◆ SET TASK: Reproduce the data between the line holding "Can you find the gray concrete" and the line holding "[[378, 215], [392, 225], [387, 235]]", inclusive, output verbatim and nothing else.

══ ENTRIES

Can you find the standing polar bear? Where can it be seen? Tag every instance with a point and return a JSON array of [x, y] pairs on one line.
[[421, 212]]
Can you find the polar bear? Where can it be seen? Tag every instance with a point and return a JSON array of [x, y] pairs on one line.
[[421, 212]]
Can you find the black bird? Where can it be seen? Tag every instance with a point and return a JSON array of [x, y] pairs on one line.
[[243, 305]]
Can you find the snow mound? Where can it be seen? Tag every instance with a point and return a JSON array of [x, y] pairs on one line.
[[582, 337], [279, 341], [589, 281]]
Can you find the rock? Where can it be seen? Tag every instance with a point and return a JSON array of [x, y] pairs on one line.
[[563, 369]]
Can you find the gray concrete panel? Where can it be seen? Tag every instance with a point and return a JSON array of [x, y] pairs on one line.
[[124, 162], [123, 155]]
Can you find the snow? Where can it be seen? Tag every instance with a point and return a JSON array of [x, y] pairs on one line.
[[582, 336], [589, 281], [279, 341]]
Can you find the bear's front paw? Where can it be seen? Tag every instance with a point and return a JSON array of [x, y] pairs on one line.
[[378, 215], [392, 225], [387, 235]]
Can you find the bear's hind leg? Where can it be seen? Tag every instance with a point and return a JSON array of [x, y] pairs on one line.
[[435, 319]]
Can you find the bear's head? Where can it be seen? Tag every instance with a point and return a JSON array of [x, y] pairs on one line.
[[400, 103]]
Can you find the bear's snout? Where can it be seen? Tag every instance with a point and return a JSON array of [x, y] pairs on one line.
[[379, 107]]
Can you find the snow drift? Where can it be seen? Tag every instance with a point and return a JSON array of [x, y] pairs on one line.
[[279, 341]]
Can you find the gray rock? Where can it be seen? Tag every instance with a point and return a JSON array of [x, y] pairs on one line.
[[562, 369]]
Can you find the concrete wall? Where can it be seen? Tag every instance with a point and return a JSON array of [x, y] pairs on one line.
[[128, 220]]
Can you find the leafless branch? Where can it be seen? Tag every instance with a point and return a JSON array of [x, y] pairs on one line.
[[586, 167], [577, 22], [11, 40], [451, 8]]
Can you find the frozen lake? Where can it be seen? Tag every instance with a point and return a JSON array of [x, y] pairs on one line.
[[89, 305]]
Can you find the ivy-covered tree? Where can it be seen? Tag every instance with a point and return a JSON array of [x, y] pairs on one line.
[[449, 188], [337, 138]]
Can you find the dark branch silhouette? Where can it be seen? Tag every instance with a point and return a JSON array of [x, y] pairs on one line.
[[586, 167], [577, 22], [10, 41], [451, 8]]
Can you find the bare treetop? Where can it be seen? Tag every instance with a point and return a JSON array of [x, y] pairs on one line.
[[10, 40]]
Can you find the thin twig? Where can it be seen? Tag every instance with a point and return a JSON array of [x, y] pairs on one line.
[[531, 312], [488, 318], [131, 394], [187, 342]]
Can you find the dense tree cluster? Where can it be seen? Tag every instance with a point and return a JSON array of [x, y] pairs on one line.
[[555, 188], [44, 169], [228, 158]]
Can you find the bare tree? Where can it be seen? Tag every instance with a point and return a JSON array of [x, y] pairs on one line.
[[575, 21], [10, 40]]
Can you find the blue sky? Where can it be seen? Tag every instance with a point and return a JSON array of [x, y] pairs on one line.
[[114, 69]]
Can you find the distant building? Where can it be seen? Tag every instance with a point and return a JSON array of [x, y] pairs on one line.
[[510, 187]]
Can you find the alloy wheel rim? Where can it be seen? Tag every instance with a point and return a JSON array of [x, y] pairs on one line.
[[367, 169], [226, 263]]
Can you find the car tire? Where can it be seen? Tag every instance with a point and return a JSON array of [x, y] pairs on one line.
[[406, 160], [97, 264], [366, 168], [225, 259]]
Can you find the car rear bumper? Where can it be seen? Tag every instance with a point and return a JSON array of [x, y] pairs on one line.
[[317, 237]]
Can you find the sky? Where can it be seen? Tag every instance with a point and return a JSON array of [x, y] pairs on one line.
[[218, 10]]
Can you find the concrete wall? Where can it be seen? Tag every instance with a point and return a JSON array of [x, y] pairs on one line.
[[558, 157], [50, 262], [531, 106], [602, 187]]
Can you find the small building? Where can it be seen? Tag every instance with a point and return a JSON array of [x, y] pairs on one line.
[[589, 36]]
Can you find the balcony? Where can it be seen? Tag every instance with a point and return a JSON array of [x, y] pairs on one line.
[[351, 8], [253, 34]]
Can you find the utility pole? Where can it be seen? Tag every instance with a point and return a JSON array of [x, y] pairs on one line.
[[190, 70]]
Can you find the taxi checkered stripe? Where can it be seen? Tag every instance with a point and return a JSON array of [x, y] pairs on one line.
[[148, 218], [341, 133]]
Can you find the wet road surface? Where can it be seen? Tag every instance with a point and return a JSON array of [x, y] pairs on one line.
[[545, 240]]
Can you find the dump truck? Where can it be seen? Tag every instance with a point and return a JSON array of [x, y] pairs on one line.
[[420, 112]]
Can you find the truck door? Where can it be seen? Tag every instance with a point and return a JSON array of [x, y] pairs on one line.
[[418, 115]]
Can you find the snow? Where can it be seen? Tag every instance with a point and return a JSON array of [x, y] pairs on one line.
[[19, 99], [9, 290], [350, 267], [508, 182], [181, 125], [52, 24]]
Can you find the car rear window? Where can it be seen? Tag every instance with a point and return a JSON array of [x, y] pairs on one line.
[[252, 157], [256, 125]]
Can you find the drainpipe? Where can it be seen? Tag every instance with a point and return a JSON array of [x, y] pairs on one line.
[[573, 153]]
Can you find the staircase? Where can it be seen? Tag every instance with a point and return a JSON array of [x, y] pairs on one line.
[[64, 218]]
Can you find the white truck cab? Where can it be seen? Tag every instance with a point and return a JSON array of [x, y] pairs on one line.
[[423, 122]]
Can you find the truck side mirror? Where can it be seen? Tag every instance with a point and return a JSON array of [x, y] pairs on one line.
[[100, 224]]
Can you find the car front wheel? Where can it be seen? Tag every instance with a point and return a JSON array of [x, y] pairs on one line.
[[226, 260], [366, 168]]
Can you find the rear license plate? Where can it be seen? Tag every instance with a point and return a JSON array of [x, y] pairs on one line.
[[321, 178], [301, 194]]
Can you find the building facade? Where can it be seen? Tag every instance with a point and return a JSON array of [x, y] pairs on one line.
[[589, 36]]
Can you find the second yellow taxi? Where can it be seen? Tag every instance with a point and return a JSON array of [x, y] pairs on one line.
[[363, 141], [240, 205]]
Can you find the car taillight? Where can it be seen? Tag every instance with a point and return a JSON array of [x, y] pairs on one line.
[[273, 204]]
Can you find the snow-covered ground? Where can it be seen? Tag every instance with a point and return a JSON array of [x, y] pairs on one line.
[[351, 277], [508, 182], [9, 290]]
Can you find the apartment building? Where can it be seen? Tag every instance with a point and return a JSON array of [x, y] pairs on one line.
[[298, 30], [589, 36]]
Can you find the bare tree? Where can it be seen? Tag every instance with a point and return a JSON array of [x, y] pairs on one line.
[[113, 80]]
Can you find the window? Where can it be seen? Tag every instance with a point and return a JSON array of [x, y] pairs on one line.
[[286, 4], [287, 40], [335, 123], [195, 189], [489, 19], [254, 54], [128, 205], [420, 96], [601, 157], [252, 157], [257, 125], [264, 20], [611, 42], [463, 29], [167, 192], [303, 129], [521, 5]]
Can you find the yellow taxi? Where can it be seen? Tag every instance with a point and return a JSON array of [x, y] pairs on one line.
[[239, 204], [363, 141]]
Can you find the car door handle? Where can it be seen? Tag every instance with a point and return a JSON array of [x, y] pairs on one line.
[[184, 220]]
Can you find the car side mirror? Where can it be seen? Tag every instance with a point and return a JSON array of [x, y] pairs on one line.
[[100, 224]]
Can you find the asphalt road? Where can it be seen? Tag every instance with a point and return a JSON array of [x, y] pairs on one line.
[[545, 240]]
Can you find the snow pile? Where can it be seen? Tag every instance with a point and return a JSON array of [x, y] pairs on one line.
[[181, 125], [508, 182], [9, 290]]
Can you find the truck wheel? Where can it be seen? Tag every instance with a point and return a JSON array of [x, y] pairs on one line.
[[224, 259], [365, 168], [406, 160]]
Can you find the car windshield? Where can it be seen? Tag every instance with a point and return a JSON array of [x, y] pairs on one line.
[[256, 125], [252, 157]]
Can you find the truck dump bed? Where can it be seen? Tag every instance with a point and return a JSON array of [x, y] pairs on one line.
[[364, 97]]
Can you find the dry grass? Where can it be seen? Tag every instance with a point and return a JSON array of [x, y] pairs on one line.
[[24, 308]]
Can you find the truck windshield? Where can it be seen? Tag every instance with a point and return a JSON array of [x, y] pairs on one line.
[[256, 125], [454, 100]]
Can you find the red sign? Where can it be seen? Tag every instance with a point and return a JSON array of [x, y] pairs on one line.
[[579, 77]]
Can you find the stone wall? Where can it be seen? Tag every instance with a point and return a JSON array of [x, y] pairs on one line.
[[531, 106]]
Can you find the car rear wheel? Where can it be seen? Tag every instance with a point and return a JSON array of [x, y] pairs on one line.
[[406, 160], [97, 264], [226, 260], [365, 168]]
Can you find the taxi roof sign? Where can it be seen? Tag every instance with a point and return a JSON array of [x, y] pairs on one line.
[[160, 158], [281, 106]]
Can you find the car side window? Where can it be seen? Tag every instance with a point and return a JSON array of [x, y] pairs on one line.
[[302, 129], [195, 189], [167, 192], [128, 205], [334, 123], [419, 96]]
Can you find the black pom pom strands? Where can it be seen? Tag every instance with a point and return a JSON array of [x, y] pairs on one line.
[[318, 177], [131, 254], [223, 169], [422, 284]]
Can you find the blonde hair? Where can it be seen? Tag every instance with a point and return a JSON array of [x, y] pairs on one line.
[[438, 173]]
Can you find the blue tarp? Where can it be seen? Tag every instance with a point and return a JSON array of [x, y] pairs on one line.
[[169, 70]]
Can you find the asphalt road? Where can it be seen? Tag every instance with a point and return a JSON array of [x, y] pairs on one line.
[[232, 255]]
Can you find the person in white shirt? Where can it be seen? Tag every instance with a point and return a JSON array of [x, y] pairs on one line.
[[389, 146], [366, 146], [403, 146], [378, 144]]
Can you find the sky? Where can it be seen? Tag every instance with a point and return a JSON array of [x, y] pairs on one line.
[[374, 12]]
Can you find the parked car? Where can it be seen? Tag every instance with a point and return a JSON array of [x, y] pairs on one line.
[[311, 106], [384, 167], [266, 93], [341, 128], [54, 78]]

════

◆ EXPECTED ANSWER:
Can you find the gray concrete panel? Where can it be seen? Tag every instance with a point and return a JSON array of [x, y] pairs on one line.
[[124, 162], [123, 155]]
Can you find the snow? Where can it be seen? Tag every instance with a point and return a JSON array of [x, y] pairs on one line.
[[582, 336], [589, 281], [279, 341]]
Can you find the bear's front paw? Where can it be seen? Tag every instance with a point and return a JSON array of [x, y] pairs on one line.
[[378, 215], [392, 225], [387, 235]]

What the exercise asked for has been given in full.